◆ **YOUR TASK**
Write out the ConDiff text again, starting at the words "Controllable Diffusion framework" and ending after "optimize data transformations.", and swap "deep learning" for "machine learning".

◆ **SUPPLIED PASSAGE**

+ + + +

Controllable Diffusion framework
Data augmentation
Data augmentation is a key technique in deep learning, enhancing data diversity and model robustness. Mumuni et al. 9 and Maharana et al. 10 surveyed modern augmentation methods, including GANs, meta-learning, and geometric transformations. Yang et al. 11 and Wen et al. 12 reviewed augmentation strategies for image and time-series data, respectively, highlighting their impact on generalization. Summers et al. 13 proposed a mixed-example technique, while Fawzi et al. 14 introduced adaptive augmentation for robust classification. Chen et al. 15 evaluated augmentation in Natural language processing (NLP), and Rebuffi et al. 16 demonstrated its role in mitigating overfitting. Lemley et al. 17 proposed Smart Augmentation to optimize data transformations.
While prior research focused on image-based augmentation, we extend these methods to \(\Phi\)-OTDR time-series data using a diffusion model. Our approach integrates random flipping and noise perturbation to simulate realistic signal variations and environmental disturbances, while adaptively controlling class-wise sample generation through periodic feedback, effectively balancing class distribution and improving generalization.
Semi-supervised learning
Semi-supervised learning (SSL) effectively leverages unlabeled data to enhance model performance. Hady and Schwenker 18 reviewed SSL methods, while Berthelot et al. 19 introduced MixMatch, combining consistency regularization and data augmentation. Ouali et al. 20 surveyed deep SSL techniques, and Laine and Aila 21 proposed Temporal Ensembling to exploit temporal correlations. Mallapragada et al. 22 developed SemiBoost, integrating boosting with SSL. Zheng et al. 23 presented SimMatch, leveraging similarity matching. Yang et al. 24 and Chen et al. 25 explored SSL for large-scale models, while Sohn et al. 26 introduced FixMatch, combining consistency regularization with pseudo-labeling. Veselý et al. 27 applied SSL to speech recognition using confidence-based self-training.
Despite SSL advancements, most methods focus on images and text. We extend SSL to \(\Phi\)-OTDR event classification, addressing temporal and noisy data challenges. Using MixMatch and self-training, we improve classification of unlabeled samples. Our dynamic threshold adjustment further refines sample selection, enhancing both performance and robustness.
Methodology
Overview of the proposed Controllable Diffusion (ConDiff) framework for imbalanced \(\Phi\)-OTDR event classification. The \(\Phi\)-OTDR system detects phase variations in backscattered light caused by external disturbances. ConDiff uses a diffusion-based generator to create synthetic samples for minority events, which are refined through the High-Quality Sample Selection (HQSS) and Dynamic Threshold Adjustment (DTA) modules under adaptive feedback control \(\textbf{r}\).

+ + + +

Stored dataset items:
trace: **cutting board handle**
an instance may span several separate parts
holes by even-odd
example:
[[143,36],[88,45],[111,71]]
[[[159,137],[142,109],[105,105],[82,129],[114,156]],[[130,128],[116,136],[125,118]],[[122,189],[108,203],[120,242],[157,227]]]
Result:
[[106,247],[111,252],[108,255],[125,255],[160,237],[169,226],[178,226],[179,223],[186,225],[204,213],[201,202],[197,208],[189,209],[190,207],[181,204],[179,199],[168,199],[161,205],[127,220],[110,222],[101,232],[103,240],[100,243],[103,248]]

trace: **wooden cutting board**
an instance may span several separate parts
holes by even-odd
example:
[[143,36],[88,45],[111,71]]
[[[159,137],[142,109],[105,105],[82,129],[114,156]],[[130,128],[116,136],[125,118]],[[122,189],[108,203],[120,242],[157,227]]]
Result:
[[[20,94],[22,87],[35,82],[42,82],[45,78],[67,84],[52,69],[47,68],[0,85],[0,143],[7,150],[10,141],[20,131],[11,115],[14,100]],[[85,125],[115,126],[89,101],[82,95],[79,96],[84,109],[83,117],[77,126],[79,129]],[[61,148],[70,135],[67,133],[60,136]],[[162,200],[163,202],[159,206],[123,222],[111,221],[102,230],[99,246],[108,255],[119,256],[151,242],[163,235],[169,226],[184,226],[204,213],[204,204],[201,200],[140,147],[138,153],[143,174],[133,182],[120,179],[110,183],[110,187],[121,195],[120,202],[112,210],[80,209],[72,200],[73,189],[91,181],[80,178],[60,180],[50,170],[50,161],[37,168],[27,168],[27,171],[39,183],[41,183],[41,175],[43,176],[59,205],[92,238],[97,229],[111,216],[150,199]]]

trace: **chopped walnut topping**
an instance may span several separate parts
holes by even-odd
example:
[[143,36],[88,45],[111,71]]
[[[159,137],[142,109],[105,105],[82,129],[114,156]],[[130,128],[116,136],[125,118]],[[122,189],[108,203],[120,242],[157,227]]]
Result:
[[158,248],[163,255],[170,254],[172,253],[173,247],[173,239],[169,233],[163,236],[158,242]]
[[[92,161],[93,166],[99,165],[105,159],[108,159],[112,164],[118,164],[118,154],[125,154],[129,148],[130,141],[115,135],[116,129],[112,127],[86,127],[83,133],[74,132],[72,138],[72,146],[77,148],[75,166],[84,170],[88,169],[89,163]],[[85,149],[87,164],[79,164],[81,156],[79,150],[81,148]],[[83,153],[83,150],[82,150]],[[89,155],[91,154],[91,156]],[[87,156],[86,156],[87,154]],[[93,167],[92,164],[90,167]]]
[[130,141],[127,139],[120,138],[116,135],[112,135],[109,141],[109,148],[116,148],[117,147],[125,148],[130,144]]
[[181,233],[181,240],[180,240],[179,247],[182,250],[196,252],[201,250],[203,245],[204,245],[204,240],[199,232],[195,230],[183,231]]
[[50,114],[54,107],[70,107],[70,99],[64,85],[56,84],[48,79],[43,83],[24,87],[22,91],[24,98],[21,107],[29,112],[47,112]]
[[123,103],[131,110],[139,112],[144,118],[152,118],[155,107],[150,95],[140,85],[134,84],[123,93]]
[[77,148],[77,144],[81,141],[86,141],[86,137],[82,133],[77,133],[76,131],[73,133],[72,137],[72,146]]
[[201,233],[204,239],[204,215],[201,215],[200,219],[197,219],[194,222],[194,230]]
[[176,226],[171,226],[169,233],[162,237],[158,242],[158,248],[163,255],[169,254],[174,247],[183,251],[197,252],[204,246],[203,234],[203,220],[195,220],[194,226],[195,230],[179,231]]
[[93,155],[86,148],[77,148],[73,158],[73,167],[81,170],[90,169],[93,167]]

+ + + +

◆ **EXERCISE ANSWER**
Controllable Diffusion framework
Data augmentation
Data augmentation is a key technique in machine learning, enhancing data diversity and model robustness. Mumuni et al. 9 and Maharana et al. 10 surveyed modern augmentation methods, including GANs, meta-learning, and geometric transformations. Yang et al. 11 and Wen et al. 12 reviewed augmentation strategies for image and time-series data, respectively, highlighting their impact on generalization. Summers et al. 13 proposed a mixed-example technique, while Fawzi et al. 14 introduced adaptive augmentation for robust classification. Chen et al. 15 evaluated augmentation in Natural language processing (NLP), and Rebuffi et al. 16 demonstrated its role in mitigating overfitting. Lemley et al. 17 proposed Smart Augmentation to optimize data transformations.